Work item: Read through the lines below for the string "glass" and copy each one that has it.

Region pointing data:
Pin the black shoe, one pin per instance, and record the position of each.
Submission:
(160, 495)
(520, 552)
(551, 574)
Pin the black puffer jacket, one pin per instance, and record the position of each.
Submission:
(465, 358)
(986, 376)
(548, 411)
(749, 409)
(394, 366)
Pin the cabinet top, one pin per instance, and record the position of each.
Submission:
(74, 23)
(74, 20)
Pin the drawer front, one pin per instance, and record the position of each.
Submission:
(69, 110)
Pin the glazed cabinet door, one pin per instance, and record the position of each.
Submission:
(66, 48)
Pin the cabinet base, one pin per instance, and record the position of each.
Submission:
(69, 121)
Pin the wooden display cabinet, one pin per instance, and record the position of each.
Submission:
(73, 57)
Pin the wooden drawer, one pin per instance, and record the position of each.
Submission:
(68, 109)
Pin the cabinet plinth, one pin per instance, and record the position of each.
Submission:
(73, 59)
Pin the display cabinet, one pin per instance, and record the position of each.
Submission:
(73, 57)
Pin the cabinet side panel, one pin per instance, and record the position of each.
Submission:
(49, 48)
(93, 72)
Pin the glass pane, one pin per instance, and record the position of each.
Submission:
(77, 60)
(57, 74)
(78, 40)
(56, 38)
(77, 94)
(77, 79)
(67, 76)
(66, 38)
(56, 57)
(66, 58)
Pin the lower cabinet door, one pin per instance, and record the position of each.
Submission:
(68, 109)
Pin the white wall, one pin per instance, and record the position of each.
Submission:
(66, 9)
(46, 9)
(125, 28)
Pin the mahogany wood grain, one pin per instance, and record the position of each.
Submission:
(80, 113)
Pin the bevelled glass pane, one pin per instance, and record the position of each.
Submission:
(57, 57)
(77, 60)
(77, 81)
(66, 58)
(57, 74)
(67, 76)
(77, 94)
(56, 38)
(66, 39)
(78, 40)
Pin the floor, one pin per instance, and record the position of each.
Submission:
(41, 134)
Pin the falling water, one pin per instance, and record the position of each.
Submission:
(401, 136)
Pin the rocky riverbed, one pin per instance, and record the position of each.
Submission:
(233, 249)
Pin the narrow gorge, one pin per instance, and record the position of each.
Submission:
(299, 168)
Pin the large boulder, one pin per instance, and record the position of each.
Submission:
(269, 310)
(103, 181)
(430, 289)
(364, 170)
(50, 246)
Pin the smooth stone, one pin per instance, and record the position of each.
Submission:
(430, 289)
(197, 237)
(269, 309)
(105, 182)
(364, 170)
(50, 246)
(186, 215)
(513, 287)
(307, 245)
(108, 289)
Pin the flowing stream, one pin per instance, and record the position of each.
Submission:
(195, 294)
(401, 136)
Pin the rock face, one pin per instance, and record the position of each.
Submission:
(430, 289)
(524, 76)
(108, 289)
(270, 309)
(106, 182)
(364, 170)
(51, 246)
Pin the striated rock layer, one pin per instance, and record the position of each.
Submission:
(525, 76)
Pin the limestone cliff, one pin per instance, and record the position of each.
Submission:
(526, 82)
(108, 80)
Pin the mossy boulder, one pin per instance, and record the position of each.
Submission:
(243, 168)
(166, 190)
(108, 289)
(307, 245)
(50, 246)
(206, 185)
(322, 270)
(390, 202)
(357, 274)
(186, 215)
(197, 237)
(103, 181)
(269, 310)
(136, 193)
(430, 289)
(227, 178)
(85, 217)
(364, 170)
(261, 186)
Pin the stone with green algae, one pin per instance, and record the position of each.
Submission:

Response for this exercise:
Pin the glass pane, one pin per instance, and record the position of each.
Pin the bevelled glass pane, one pin per instance, and record the position of each.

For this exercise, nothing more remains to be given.